Ausgewählter Auszug:
+-------+

Und dann nahm der Alltag eine radikale Wendung, denn am 28. Juli 1914 erklärte Österreich-Ungarn Serbien den Krieg. Von nun an gab es im „Allgemeine(n) Mecklenburger Anzeiger - Neubrandenburger Zeitung“ täglich eine Hiobsbotschaft nach der anderen.
Aus dem Augusta-Bad fuhren die Berliner Ferienkinder ab, die besorgten Berliner Eltern hatten sie telegraphisch zurückgerufen. Am Neubrandenburger Bahnhof trafen österreich-ungarische Staatsbürger zusammen, meist Galizier, die in der Region wie alljährlich seit Frühjahr auf den umliegenden Gütern als Schnitter arbeiteten. Nun reisten sie heim, um ihrer Wehrpflicht nachzukommen.
Drei Tage später, am 31. Juli um 12 Uhr mittags, fiel in Berlin die folgenschwere politische Entscheidung. Kaiser Friedrich Wilhelm II. rief den „drohenden Kriegszustand“ über Deutschland aus, außer über Bayern, das tat der König von Bayern. Durch diese militärische Maßnahme ging die vollziehende Staatsgewalt, auch die des Bürgermeisters von Neubrandenburg, auf den kommandierenden General der 9. Armeekorps zu Altona über und das gesamte Kaiserreich war in militärische Alarmbereitschaft versetzt worden. Die Meldung vom Kriegszustand wurde von Berlin aus in alle Orte des Kaiserreichs telegrafiert und öffentlich bekannt gegeben. Der „drohende Kriegszustand“ verlangte die sofortige Grenzsicherung im Westen und Osten, des Weiteren überall den Schutz der Eisenbahnen, Schifffahrtswege und Häfen usw. für den bevorstehenden Aufmarsch und eine absolute Nachrichtensperre über militärische Tatbestände. So wurden noch am selben Abend die Eisenbahnbrücken in Neubrandenburg und Neustrelitz von „mit Schusswaffen ausgerüsteten Eisenbahnbediensteten bewacht“.

+-------+

(Extrahierte Zeilen)
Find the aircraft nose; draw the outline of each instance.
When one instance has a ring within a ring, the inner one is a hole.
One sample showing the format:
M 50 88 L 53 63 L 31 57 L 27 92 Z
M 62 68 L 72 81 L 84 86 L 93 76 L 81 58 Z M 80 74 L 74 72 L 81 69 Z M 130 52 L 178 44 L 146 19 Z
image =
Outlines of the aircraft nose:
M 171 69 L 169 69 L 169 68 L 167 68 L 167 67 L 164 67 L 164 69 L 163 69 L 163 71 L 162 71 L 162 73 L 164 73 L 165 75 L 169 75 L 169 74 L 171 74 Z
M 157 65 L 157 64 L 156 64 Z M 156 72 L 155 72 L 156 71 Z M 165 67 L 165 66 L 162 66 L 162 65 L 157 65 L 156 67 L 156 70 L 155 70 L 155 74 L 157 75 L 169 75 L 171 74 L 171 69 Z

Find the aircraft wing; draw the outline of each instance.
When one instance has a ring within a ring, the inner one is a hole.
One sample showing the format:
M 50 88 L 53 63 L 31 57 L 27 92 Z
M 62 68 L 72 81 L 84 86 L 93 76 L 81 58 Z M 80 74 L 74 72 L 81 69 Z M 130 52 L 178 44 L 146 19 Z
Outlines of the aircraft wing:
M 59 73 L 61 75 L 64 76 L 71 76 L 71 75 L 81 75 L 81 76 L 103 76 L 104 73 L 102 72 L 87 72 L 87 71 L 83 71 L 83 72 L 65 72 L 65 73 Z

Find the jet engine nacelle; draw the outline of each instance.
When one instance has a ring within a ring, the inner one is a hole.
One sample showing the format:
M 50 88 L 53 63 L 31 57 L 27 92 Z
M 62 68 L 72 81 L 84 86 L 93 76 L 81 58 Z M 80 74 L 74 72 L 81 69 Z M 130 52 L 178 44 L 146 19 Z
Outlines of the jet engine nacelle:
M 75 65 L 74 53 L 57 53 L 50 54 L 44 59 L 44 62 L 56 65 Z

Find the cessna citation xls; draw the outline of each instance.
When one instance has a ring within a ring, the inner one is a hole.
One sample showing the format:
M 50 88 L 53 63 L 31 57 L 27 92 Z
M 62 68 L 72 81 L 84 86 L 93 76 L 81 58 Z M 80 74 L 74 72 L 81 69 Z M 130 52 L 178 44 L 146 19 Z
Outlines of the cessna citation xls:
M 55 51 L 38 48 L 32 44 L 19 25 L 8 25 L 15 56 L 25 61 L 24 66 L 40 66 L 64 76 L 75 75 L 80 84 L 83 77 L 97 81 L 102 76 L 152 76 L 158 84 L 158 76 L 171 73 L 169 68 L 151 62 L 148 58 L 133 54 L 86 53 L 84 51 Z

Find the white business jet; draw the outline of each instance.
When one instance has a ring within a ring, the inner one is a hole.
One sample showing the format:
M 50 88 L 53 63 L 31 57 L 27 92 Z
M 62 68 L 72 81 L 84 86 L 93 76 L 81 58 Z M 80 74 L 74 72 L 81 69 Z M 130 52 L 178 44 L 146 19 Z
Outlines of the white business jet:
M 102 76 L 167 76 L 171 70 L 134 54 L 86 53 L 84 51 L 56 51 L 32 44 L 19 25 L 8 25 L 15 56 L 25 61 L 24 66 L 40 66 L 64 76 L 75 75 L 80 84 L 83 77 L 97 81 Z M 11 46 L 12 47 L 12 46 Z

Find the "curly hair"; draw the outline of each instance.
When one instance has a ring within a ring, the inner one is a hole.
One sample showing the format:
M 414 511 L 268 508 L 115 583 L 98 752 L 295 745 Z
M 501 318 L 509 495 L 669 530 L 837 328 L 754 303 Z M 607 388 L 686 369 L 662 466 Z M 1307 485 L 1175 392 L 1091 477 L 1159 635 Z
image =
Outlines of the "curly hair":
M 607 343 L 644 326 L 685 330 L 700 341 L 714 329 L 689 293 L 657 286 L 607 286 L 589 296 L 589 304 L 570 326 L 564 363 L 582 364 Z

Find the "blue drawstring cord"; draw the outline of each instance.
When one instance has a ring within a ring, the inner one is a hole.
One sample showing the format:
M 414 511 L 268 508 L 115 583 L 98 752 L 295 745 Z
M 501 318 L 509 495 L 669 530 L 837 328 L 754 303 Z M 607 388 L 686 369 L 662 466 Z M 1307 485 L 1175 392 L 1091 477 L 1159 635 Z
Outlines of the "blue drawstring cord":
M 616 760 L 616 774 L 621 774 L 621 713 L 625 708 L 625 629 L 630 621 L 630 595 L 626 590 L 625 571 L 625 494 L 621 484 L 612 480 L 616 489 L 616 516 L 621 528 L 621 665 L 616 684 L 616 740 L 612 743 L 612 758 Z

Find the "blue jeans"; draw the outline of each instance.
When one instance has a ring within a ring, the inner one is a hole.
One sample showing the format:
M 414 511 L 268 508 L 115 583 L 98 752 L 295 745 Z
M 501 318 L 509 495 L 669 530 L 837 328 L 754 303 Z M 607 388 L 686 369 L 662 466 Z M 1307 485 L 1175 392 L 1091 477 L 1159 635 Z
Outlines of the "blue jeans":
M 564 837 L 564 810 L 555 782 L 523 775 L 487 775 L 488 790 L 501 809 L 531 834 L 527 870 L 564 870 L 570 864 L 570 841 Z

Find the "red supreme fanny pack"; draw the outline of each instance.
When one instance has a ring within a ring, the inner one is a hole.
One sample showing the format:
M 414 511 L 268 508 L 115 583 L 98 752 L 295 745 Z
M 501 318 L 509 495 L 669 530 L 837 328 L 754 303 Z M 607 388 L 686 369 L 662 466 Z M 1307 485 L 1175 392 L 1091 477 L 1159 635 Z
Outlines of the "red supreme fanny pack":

+-------+

Gestellte Aufgabe 1:
Fasse bitte den Auszug über den Kriegsbeginn 1914 in Neubrandenburg in zwei Sätzen zusammen.
Gestellte Aufgabe 2:
Gib einen Abschnitt des Auszugs über den Kriegsbeginn 1914 wörtlich wieder: Fang bei den Worten „Und dann nahm“ an und hör nach „nach der anderen.“ auf.
Die Zeilen werden hierfür nicht gebraucht.

Vollständige Antwort 1:
Nachdem Österreich-Ungarn am 28. Juli 1914 Serbien den Krieg erklärt hatte, fuhren die Berliner Ferienkinder aus dem Augusta-Bad ab, und österreich-ungarische Schnitter reisten heim, um ihrer Wehrpflicht nachzukommen. Am 31. Juli wurde in Berlin der „drohende Kriegszustand“ ausgerufen, wodurch die vollziehende Staatsgewalt auf den kommandierenden General in Altona überging und noch am selben Abend die Eisenbahnbrücken in Neubrandenburg und Neustrelitz bewacht wurden.

Vollständige Antwort 2:
Und dann nahm der Alltag eine radikale Wendung, denn am 28. Juli 1914 erklärte Österreich-Ungarn Serbien den Krieg. Von nun an gab es im „Allgemeine(n) Mecklenburger Anzeiger - Neubrandenburger Zeitung“ täglich eine Hiobsbotschaft nach der anderen.